:: Problem to solve ::
Scan the records for the word "stone". Copy each line that includes it.

[Point-per-instance localization data]
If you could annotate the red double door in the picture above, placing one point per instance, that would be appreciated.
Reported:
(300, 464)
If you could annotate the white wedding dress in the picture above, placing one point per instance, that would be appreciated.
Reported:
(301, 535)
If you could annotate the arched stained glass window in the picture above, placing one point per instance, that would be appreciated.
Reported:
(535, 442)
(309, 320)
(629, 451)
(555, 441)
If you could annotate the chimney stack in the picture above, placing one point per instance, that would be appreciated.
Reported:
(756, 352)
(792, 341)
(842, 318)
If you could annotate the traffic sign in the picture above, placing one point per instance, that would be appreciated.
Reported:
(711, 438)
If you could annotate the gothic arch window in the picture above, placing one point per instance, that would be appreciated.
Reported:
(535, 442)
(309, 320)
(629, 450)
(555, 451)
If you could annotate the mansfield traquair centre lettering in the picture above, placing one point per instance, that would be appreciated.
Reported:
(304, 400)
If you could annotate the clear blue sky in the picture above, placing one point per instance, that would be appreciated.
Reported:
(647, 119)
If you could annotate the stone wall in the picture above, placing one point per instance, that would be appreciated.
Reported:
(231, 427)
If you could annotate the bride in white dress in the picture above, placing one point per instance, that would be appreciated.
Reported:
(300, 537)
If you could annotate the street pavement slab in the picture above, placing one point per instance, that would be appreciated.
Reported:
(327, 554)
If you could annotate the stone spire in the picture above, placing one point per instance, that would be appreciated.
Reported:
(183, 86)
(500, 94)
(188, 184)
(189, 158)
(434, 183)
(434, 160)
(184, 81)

:: Response to this task ::
If you could annotate the stone wall in the picture above, placing one point per instance, that would be appreciated.
If you could annotate the stone spire in the picture above, placing one point per instance, that would be appreciated.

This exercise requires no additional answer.